→ **Objective**
Return each line of the data below that contains the string "white", treating uppercase and lowercase letters as distinct.

→ **Supplied entries**
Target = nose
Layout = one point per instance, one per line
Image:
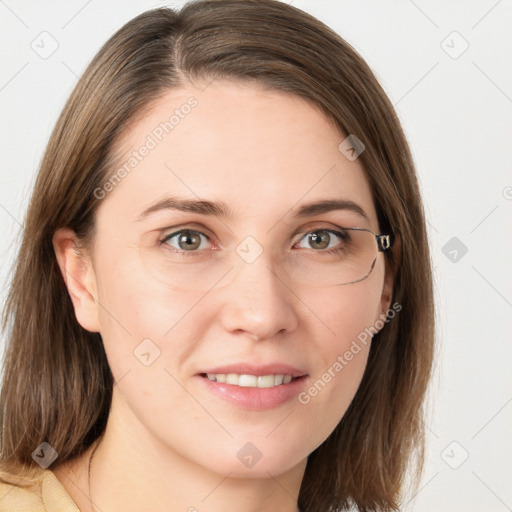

* * *

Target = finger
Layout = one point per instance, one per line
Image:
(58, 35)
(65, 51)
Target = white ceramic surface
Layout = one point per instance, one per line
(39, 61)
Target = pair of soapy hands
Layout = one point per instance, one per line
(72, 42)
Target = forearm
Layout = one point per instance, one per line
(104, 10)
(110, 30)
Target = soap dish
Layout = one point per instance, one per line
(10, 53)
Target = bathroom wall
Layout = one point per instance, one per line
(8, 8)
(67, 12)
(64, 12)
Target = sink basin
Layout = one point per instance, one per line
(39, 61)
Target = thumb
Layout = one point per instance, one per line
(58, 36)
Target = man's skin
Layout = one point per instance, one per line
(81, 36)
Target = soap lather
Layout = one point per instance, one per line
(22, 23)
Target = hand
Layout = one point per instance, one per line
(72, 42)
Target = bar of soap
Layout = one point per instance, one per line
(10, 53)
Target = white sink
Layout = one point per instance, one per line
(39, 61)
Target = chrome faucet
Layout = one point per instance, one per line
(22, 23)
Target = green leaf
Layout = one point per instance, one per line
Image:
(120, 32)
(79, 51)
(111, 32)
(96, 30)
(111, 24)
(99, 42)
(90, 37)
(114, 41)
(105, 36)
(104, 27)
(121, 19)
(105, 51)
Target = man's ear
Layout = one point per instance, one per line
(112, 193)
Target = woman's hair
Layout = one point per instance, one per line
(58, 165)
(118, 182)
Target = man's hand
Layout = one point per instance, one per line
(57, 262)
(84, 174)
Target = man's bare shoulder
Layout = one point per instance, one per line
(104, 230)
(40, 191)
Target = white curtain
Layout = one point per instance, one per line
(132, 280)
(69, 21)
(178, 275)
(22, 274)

→ **Completed task**
Target = white ceramic surface
Target = white sink
Target = white curtain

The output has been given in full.